**What this task involves:**
Extract every line of the records below verbatim, omitting the pictures.

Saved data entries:

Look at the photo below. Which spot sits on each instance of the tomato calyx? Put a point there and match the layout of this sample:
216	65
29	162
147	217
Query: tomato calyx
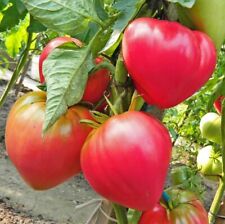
99	119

**Full response:**
Look at the photo below. Which spot sits on each instance of the tomato calyx? Put a point there and match the layout of this sample:
216	65
29	162
147	217
Query: tomato calyx
99	119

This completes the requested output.